§ **Required action**: Your answer should be the line containing "Target: tree trunk" and each line after it through the end of the data below, repeated exactly.
__________
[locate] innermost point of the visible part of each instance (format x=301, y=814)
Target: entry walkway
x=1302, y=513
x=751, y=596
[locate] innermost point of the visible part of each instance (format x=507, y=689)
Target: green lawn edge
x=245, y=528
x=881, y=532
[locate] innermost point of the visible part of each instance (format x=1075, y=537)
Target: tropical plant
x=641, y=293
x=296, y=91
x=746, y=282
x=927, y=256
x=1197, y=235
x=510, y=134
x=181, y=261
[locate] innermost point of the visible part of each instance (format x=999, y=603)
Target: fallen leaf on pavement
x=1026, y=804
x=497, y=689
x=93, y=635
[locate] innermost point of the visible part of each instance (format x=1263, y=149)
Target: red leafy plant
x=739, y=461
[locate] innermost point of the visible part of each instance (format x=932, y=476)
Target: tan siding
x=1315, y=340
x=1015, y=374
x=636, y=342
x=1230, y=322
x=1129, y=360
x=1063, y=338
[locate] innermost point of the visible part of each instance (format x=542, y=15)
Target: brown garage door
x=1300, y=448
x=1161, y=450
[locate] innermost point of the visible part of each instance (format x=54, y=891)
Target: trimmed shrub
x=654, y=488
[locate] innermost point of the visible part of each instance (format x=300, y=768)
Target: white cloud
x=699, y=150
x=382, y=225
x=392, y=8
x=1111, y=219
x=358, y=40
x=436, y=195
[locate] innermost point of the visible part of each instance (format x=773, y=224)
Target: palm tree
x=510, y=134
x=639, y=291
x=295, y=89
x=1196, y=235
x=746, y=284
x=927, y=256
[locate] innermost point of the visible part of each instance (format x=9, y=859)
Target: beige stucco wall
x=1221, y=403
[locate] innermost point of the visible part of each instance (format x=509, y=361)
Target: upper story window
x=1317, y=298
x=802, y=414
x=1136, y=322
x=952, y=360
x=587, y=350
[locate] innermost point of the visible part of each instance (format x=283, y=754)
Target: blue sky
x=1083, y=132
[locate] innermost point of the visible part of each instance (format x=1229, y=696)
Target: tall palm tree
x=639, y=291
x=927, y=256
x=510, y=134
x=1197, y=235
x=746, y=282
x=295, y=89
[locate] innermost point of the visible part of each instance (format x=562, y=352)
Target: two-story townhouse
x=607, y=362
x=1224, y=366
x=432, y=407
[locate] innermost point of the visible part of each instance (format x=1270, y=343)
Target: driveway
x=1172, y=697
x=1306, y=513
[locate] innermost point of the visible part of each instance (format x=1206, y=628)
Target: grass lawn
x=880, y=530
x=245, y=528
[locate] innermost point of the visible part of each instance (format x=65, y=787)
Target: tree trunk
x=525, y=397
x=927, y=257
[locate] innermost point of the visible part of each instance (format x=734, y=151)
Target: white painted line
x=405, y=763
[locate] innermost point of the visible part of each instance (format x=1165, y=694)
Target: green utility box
__________
§ **Answer to the exercise**:
Target: tree trunk
x=525, y=397
x=927, y=257
[locate] innermost point of the visible part of each instance (format x=734, y=151)
Target: white painted line
x=405, y=763
[locate] innermost point of the visible part of each instance (format x=1165, y=694)
Target: green utility box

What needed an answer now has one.